• **Consignes**
A. Reprenez le passage de l'entretien avec Benoît Saint Denis compris entre "Pourtant, vous êtes" et "évoque pour vous?", bornes incluses, en remplaçant "adversaire" par "rival".
B. Rédigez la suite de l'entretien avec Benoît Saint Denis à partir de sa dernière phrase.

• **Section de texte**
........

UFC Paris 2025: "Ça va être intense", l'outsider Benoît Saint Denis veut régler son compte à "la team lunettes"

Alors Benoît, ce France-Brésil?
Oui, l'objectif pour nous c'est un 3-0, donc c'est 1998. Nous l'objectif là, c'est Oumar Sy qui déboîte son Brésilien, idem pour moi et pour Nass'. Donc là, il y a des enjeux et on est excité parce que c'est un France-Brésil mais qui va être explosif.
Pourtant, vous êtes tous à peu près de la même génération, notamment ton adversaire, ça se tient à quelques mois près. Vous aviez 2-3 ans à l'époque, alors nous on joue sur la carte France 98, mais qu'est-ce que ça évoque pour vous?
Beaucoup de choses, parce que c'est l'époque de mes oncles, de certains de mes parents même qui étaient déjà un peu plus âgés, une époque où il n'y avait pas les médias sociaux. C'était plus l'époque de la télé, de la grande télé entre guillemets. Et puis c'était surtout historique pour la France. C'est la première fois que la France gagne la Coupe du monde de foot. Et ça a été un moment d'unité pour la Nation qui en a besoin. C'était un moment magnifique et magique. Et ça se ressent dans l'émotion et dans la transmission de ce moment-là, non seulement parce que j'ai eu le privilège de rencontrer certains acteurs de cette finale et puis aussi quand j'en discute avec ceux qui l'ont vécue de l'intérieur ou d'extérieur mais qui l'ont vécue en tant que Français à cette époque-là.

........

• **Extrait des données**

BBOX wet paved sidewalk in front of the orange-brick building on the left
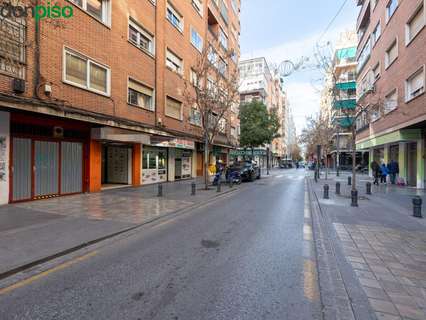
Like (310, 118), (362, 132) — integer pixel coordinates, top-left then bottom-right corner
(0, 179), (244, 277)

........

• **Corrigé des activités**
A.
Pourtant, vous êtes tous à peu près de la même génération, notamment ton rival, ça se tient à quelques mois près. Vous aviez 2-3 ans à l'époque, alors nous on joue sur la carte France 98, mais qu'est-ce que ça évoque pour vous?

B.
Sur RMC Découverte, nous aurons GregMMA aux commentaires qui nous a confié qu'il ne serait pas du tout objectif pour votre combat. Quelle est la nature de votre relation?
C'est un personnage Greg, c'est un bon copain. Mais je pense qu'il ne sera objectif avec aucun des combats des Français.
Il nous a confié, pour reprendre son expression, qu'il commençait à "mouiller les couches" à l'approche de votre combat. Il a peur pour vous?
C'est normal, tout le monde est stressé et même tout le monde est stressé pour n'importe quel combat. N'importe quel gars que tu affrontes, l'objectif c'est de gagner et voilà clairement c'est encore une fois un combat supplémentaire, une étape de plus. Ruffy, c'est un mec qui est rentré dans le top 15, ressorti rapidement, il est autour de la 15e place. Entre la 15e et la 18e place, quelque chose comme ça. Pour moi, c'est l'occasion de rappeler à tout le monde que le top 15, ça n'est qu'une étape et que je vais continuer à avancer.
Baba Diagne, notre spécialiste des sports de combat, disait de Ruffy que c'est le meilleur combattant non classé toutes catégories confondues. On l'a eu ce matin, il n'est pas dans le trash talk, il est hyper posé par rapport à un Caio Borralho assez extravagant, par rapport à un Carlos Prates qui fume des cigarettes. Il y a plein de similitudes avec vous, ça parle dans la cage...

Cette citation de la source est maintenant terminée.